§ **Data listing**:
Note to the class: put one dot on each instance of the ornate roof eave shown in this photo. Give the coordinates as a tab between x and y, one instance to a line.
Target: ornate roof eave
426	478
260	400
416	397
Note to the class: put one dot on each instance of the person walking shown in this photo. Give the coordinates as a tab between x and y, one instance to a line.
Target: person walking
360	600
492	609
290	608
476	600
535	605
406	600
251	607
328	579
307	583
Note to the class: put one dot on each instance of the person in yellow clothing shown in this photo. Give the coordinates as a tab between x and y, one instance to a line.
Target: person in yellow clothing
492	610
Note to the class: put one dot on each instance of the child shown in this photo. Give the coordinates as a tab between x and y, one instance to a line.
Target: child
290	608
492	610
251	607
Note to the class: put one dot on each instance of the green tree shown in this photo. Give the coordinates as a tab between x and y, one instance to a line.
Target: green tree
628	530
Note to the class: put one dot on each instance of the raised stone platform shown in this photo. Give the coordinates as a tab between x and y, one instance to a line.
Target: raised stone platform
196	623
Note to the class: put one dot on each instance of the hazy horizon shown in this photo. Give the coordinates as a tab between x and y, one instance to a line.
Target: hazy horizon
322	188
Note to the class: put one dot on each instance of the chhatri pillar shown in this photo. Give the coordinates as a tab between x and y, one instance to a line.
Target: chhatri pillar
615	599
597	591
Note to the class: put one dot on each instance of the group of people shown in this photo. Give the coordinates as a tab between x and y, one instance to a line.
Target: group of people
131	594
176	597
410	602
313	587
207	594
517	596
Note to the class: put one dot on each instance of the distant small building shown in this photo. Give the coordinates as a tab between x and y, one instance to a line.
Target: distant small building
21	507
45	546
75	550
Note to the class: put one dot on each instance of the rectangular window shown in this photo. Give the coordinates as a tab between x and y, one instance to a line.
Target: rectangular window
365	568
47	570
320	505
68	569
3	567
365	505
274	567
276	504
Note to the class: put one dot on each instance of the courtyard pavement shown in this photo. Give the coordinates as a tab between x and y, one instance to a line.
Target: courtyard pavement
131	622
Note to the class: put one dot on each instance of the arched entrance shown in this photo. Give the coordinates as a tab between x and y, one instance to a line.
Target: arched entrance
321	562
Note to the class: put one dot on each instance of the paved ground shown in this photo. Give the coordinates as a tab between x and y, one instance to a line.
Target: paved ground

§ **Exercise aim**: Quote, word for word, every line from the top of the entries through the line that holds "the person walking".

§ **Solution for this task**:
Note to the class: put one dot on each instance of the ornate roof eave shown in this photo. Give the coordinates as a tab between x and y, one instance to a line.
Target: ornate roof eave
426	478
260	400
416	397
Note to the class: put one dot on each instance of the person walking shown in this photo. Give the coordinates as a tab between x and y, one instance to a line.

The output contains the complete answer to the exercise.